(Beginning of TEXT UNDER STUDY)

Home Adulting You Know Why We Don’t Talk Anymore

You Know Why We Don’t Talk Anymore

A couple of years ago, I watched a friendship I thought would last forever quietly disappear.

There wasn’t one explosive moment. No dramatic ending, no big confrontation. It just… faded. And somehow, that almost made it harder.

I stayed quiet about it. Not intentionally. I just didn’t know what to say. I had noticed we were growing apart. There was distance, tension, small moments that felt off, but they weren’t big enough to point to and say, “There. That’s the problem.” It was subtle. An energy shift. A shift in effort.

When we finally parted ways, I didn’t hear a word from her afterward. That part felt strange. This was someone who had once been fierce for me. Someone who helped me through some of the hardest seasons of my life. She had stood beside me when I didn’t know how to stand on my own. So when the silence came, it didn’t make sense.

At first, I thought it might just be space. Maybe we both needed time. 

But the space stretched into months.

I’ll admit, toward the end, I was tired. There were moments when I felt mistreated, small things that chipped away at me. Instead of addressing it every time and beating a dead horse, I stayed quiet. I convinced myself it wasn’t worth the argument. I told myself I was being mature.

(End of TEXT UNDER STUDY)
(Beginning of SOURCE MATERIAL)

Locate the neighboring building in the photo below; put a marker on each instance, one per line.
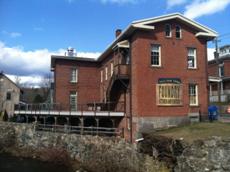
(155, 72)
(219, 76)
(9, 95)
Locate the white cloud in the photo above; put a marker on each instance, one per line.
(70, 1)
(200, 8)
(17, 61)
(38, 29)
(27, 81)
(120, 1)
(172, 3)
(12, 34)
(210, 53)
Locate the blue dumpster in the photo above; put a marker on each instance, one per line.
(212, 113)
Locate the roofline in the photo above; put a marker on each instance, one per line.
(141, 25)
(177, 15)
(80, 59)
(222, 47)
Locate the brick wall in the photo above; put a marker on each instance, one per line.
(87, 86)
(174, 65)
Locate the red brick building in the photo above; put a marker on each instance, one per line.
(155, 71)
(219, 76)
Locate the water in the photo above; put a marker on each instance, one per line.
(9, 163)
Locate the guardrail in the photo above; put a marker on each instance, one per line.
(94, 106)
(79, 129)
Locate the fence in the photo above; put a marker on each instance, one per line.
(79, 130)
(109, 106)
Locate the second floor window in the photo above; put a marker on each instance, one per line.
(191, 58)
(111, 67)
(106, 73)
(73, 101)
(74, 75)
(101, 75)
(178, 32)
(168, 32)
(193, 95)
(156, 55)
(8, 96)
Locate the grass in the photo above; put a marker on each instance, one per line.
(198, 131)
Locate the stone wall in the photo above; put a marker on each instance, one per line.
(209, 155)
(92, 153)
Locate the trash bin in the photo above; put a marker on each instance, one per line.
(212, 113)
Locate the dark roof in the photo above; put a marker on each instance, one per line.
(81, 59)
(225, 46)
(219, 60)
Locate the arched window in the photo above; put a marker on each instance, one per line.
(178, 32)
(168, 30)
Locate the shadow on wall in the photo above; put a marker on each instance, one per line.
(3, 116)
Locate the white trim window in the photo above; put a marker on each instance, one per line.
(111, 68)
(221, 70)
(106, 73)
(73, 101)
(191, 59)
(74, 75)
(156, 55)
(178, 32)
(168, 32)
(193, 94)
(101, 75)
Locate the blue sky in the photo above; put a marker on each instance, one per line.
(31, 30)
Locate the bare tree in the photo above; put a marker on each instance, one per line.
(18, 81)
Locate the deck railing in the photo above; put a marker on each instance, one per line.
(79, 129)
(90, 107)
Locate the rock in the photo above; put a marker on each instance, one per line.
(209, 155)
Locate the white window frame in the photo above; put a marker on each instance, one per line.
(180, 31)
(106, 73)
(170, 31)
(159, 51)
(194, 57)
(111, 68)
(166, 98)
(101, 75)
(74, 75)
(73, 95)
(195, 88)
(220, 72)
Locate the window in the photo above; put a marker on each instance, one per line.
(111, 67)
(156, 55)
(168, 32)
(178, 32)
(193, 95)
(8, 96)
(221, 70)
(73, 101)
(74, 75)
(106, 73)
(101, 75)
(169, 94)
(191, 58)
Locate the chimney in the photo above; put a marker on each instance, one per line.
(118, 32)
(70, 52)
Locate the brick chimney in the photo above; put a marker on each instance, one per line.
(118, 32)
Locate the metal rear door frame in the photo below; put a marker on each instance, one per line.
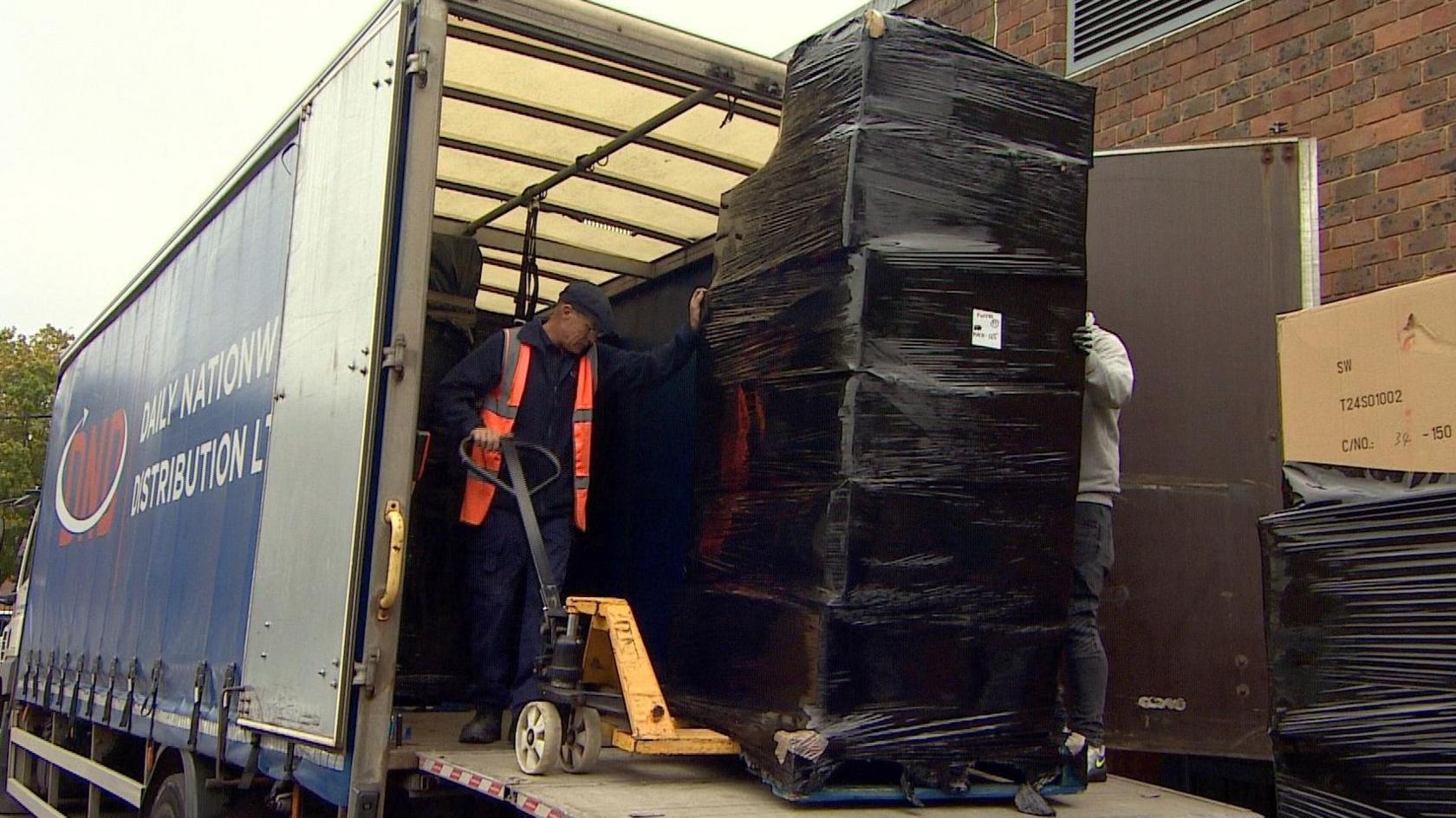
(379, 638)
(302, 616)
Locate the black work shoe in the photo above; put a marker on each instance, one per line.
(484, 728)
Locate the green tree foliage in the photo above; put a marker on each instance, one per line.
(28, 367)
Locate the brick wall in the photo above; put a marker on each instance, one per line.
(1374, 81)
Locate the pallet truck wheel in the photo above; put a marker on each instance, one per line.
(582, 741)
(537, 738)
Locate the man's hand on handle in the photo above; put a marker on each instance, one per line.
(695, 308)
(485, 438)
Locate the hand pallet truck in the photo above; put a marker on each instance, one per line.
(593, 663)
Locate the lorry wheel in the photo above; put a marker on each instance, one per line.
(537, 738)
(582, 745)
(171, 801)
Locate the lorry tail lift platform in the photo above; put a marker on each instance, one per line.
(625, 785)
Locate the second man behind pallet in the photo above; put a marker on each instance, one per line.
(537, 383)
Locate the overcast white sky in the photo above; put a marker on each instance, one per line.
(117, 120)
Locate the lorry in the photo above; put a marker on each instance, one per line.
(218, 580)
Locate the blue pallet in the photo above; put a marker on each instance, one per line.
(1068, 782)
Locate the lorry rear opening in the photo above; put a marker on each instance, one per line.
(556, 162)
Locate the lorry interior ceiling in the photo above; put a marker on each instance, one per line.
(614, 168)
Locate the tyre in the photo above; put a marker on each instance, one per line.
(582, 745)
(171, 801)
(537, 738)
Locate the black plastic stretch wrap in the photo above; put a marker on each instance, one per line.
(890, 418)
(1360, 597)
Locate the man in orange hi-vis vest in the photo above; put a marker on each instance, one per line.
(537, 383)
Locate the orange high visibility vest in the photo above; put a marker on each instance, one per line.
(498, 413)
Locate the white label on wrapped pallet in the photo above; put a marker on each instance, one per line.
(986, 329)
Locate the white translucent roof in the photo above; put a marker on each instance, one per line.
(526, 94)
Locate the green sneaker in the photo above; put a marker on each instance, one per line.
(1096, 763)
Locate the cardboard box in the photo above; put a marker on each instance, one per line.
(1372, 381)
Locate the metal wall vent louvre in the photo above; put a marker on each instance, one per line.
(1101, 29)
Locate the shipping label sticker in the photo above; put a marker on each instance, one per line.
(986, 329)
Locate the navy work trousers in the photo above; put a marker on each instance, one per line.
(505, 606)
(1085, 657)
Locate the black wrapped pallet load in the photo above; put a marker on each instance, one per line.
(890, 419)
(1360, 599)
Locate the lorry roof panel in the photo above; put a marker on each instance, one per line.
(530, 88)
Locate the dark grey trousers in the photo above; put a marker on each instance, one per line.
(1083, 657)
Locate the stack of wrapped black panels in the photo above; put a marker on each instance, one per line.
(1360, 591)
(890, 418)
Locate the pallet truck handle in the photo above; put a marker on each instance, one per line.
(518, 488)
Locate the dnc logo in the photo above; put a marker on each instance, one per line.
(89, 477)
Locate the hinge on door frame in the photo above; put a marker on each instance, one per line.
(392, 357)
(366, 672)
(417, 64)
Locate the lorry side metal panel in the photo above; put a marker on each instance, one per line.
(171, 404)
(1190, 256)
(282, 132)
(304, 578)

(End of SOURCE MATERIAL)

#### TASK ITEM A
In the essay on the faded friendship, why did the writer stay quiet instead of speaking up each time they felt mistreated? Answer in one to three sentences.
#### TASK ITEM B
According to the essay on the faded friendship, what did the space between the two friends stretch into?
#### TASK ITEM C
Reproduce the essay on the faded friendship between "I stayed quiet about" and "stretched into months.", inclusive.

#### EXERCISE OUTPUT A
The writer did not want to keep addressing it every time and beat a dead horse. They convinced themselves it wasn't worth the argument and told themselves they were being mature.

#### EXERCISE OUTPUT B
Months.

#### EXERCISE OUTPUT C
I stayed quiet about it. Not intentionally. I just didn’t know what to say. I had noticed we were growing apart. There was distance, tension, small moments that felt off, but they weren’t big enough to point to and say, “There. That’s the problem.” It was subtle. An energy shift. A shift in effort.

When we finally parted ways, I didn’t hear a word from her afterward. That part felt strange. This was someone who had once been fierce for me. Someone who helped me through some of the hardest seasons of my life. She had stood beside me when I didn’t know how to stand on my own. So when the silence came, it didn’t make sense.

At first, I thought it might just be space. Maybe we both needed time. 

But the space stretched into months.